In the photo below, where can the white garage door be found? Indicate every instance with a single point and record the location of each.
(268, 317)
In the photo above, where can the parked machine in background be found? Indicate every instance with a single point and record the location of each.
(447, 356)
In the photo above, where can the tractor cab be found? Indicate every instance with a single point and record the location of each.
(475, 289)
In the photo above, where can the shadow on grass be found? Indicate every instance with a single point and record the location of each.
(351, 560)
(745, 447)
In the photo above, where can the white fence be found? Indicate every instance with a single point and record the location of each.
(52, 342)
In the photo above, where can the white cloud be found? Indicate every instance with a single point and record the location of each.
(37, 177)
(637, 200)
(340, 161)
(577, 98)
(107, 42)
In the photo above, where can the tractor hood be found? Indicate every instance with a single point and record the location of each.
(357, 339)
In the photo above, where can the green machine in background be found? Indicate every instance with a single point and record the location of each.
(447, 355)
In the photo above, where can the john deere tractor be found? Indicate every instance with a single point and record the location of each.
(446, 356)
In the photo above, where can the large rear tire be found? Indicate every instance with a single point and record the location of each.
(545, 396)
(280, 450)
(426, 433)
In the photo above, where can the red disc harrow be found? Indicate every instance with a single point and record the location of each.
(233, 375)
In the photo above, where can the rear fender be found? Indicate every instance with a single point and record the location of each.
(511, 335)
******
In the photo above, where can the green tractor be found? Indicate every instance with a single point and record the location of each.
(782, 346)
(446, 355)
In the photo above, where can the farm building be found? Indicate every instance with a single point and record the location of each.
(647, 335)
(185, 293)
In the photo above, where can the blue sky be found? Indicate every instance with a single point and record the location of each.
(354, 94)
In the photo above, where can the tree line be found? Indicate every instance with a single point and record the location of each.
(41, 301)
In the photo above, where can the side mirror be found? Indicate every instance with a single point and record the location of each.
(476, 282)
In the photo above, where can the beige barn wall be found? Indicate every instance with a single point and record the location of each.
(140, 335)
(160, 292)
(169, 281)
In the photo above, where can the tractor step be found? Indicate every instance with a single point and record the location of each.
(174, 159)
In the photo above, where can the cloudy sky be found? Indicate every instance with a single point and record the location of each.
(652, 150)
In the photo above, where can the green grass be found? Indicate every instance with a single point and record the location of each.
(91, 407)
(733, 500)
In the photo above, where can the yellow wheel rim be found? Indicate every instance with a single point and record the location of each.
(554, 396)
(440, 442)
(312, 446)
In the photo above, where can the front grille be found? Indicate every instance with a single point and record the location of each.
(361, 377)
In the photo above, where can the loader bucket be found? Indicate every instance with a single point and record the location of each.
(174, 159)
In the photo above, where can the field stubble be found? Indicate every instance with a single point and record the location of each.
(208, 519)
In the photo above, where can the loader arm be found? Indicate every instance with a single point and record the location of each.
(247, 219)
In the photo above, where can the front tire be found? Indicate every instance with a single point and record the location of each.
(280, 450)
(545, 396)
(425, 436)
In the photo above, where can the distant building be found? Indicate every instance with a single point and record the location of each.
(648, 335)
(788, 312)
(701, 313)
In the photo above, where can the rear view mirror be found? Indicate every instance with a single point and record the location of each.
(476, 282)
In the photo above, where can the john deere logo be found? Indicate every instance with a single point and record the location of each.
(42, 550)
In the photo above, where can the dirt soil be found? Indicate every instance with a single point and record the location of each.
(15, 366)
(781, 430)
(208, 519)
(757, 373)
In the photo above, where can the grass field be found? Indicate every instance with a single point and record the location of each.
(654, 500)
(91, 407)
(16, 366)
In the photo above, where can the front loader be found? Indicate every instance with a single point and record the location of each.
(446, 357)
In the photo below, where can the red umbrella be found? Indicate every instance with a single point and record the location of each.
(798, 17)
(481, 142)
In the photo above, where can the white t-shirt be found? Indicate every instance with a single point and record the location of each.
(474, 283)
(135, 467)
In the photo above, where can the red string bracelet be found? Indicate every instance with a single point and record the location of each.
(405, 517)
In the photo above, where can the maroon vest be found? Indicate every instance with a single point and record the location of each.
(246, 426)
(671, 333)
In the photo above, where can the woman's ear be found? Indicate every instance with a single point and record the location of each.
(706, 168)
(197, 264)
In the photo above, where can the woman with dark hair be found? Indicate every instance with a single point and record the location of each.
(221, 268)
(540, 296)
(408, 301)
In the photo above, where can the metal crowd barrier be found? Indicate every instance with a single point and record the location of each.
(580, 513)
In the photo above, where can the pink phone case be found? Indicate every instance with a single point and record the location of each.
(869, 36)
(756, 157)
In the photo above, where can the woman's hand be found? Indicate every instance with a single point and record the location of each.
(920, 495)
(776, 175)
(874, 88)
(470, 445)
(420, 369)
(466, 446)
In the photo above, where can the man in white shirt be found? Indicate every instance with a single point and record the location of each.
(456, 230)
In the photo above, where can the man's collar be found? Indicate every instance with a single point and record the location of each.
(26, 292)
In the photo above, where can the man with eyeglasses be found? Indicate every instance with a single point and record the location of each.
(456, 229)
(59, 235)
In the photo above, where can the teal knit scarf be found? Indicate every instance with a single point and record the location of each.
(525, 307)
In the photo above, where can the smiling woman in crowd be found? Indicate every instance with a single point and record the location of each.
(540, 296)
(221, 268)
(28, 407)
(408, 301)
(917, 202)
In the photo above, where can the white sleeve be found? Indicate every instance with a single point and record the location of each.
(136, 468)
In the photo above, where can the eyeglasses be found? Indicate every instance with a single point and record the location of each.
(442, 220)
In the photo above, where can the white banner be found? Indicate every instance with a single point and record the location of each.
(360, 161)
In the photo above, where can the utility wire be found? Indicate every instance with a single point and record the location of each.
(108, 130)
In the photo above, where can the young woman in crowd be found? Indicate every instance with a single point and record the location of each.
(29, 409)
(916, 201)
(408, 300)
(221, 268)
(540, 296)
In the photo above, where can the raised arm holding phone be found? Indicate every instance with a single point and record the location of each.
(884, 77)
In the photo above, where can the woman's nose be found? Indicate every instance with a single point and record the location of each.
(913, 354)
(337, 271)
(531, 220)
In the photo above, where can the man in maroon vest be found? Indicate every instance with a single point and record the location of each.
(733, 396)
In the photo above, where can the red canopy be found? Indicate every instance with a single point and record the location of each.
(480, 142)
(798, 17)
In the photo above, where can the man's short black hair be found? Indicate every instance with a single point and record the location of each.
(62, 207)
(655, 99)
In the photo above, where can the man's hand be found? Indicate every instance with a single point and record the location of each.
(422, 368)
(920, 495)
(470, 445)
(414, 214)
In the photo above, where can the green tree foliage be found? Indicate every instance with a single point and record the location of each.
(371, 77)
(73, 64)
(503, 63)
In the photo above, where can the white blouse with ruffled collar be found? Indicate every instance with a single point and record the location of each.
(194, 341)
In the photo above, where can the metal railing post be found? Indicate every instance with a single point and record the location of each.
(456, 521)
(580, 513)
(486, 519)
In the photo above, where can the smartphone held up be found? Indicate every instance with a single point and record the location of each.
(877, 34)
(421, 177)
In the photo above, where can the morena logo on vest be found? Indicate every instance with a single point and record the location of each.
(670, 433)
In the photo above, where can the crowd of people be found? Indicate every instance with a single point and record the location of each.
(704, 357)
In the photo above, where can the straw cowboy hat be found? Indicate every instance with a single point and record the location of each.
******
→ **What you will do**:
In the records above, how many lines contain the string "deere", with case counting? Reply with the number only.

→ **Result for this task**:
2